GOAL OF THE EXERCISE =>
Every line below should be copied out exactly.

==== DATA PROVIDED

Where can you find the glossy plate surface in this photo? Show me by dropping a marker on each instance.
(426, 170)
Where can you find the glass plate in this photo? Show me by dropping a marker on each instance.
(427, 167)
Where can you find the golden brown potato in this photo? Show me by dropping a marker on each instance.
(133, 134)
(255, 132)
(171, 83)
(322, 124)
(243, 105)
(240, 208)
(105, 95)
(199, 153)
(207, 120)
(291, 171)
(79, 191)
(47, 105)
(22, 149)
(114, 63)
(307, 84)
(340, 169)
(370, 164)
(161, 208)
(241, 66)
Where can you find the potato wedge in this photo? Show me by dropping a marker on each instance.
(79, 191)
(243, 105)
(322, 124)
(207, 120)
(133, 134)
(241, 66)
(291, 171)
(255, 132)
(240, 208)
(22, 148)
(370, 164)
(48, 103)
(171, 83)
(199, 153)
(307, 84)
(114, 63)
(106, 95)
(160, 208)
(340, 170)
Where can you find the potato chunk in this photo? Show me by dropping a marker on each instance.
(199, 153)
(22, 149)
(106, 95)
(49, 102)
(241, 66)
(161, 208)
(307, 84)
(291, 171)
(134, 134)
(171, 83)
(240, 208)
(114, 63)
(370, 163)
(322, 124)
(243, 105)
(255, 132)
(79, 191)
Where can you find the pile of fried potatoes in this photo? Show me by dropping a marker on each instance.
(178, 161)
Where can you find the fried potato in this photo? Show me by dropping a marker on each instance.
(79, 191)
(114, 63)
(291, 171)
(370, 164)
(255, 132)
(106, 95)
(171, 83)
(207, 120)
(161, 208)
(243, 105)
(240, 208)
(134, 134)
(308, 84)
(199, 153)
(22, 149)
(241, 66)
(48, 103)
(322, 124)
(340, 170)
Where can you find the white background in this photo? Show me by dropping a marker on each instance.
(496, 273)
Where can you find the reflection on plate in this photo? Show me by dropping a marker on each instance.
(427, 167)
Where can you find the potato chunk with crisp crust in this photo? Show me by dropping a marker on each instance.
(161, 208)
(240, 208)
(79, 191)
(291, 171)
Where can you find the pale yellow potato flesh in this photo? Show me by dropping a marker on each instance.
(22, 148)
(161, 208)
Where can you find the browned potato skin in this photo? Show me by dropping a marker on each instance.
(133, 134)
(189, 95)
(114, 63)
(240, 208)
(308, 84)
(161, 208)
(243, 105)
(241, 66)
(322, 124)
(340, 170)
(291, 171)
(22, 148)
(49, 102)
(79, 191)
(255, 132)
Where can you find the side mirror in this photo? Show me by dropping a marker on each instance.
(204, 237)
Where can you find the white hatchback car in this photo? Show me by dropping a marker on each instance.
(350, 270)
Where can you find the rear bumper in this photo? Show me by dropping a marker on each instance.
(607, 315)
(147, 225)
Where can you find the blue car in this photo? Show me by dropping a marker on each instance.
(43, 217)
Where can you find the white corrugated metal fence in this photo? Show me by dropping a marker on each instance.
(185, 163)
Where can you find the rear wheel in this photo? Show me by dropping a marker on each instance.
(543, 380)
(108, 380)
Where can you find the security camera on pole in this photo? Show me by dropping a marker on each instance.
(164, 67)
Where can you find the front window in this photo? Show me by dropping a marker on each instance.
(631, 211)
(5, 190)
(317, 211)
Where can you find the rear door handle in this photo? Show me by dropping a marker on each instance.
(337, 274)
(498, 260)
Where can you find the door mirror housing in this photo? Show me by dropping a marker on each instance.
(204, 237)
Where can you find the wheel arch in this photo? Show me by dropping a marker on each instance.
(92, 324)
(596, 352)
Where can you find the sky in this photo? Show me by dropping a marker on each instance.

========

REPLY TO THE EXERCISE =>
Where can you find the glossy plate surface in this photo? Show me by dropping a marker on each instance.
(426, 170)
Where can you find the glass plate in this photo? Show me by dropping a marker on each instance.
(427, 167)
Where can you find the golden brown potato in this photo? Show me by dropping a marker on each instance.
(133, 134)
(255, 132)
(171, 83)
(322, 124)
(243, 105)
(240, 208)
(105, 95)
(199, 153)
(207, 120)
(291, 171)
(79, 191)
(47, 105)
(22, 149)
(114, 63)
(307, 84)
(340, 169)
(370, 164)
(161, 208)
(241, 66)
Where can you find the potato wedge in this photo? Show me by dropping a marker on each instance.
(79, 191)
(243, 105)
(322, 124)
(207, 120)
(133, 134)
(241, 66)
(291, 171)
(255, 132)
(240, 208)
(22, 148)
(370, 164)
(48, 103)
(171, 83)
(199, 153)
(307, 84)
(114, 63)
(106, 95)
(160, 208)
(340, 170)
Where can you find the potato chunk in this photo? Show me by dropping a marker on each instance.
(199, 153)
(22, 149)
(106, 95)
(49, 102)
(241, 66)
(161, 208)
(307, 84)
(291, 171)
(134, 134)
(171, 83)
(240, 208)
(114, 63)
(370, 163)
(322, 124)
(243, 105)
(255, 132)
(79, 191)
Where can you find the pile of fried potatoes in this photo? Show me by dropping a marker on each instance.
(178, 161)
Where can you find the fried potato in this photo? Show me by dropping a marker on each instance.
(79, 191)
(114, 63)
(291, 171)
(370, 164)
(255, 132)
(106, 95)
(171, 83)
(207, 120)
(161, 208)
(243, 105)
(240, 208)
(134, 134)
(308, 84)
(199, 153)
(22, 149)
(241, 66)
(48, 103)
(322, 124)
(340, 170)
Where can you find the white background in this photo? Show me by dropping a marker on each instance.
(496, 273)
Where can you find the reflection on plate in this photo? Show me by dropping a marker on each instance.
(427, 167)
Where can you find the potato chunk with crisp crust in this photo? Show me by dropping a marker on each instance.
(161, 208)
(240, 208)
(79, 191)
(291, 171)
Where can you find the pale yellow potato flesh in this photo? Show me by dropping a marker on each instance.
(22, 148)
(161, 208)
Where can you find the browned potato skin in this photo? Show me by dropping a marker on each instance.
(133, 134)
(189, 95)
(114, 63)
(240, 208)
(308, 84)
(161, 208)
(243, 105)
(241, 66)
(322, 124)
(340, 170)
(291, 171)
(22, 148)
(49, 102)
(79, 191)
(255, 132)
Where can you find the side mirror in this photo? Show me by dropping a marker on each instance.
(204, 237)
Where can you find the white hatchback car in this photo? Show me by dropping a marker on each instance.
(350, 270)
Where can you find the rear bumper in this photo? Show me by dropping a marker on each instance.
(607, 315)
(147, 225)
Where can you find the blue car in this photo? Show me by dropping a marker on each instance.
(43, 217)
Where can you find the white corrugated metal fence in this photo? Show me by dropping a marker on each instance.
(185, 163)
Where can you find the rear wheel in this photo? Show me by dropping a marker on each instance.
(543, 380)
(108, 380)
Where can you find the security camera on pole in this photo? Show me by dropping a marker on each instance.
(164, 67)
Where can you find the front window in this photo? Show me by dropping a marker on each instance.
(631, 211)
(5, 190)
(317, 211)
Where can you find the rear door handle in this photo? Show me by dropping a marker on each instance.
(337, 274)
(498, 260)
Where can you find the door mirror housing in this photo? Show me by dropping a marker on each instance.
(204, 237)
Where can you find the wheel arch in this photo? Show me by dropping a marker on each instance.
(92, 324)
(596, 352)
Where can you find the sky in this photo? Show me by dropping a marker on each instance.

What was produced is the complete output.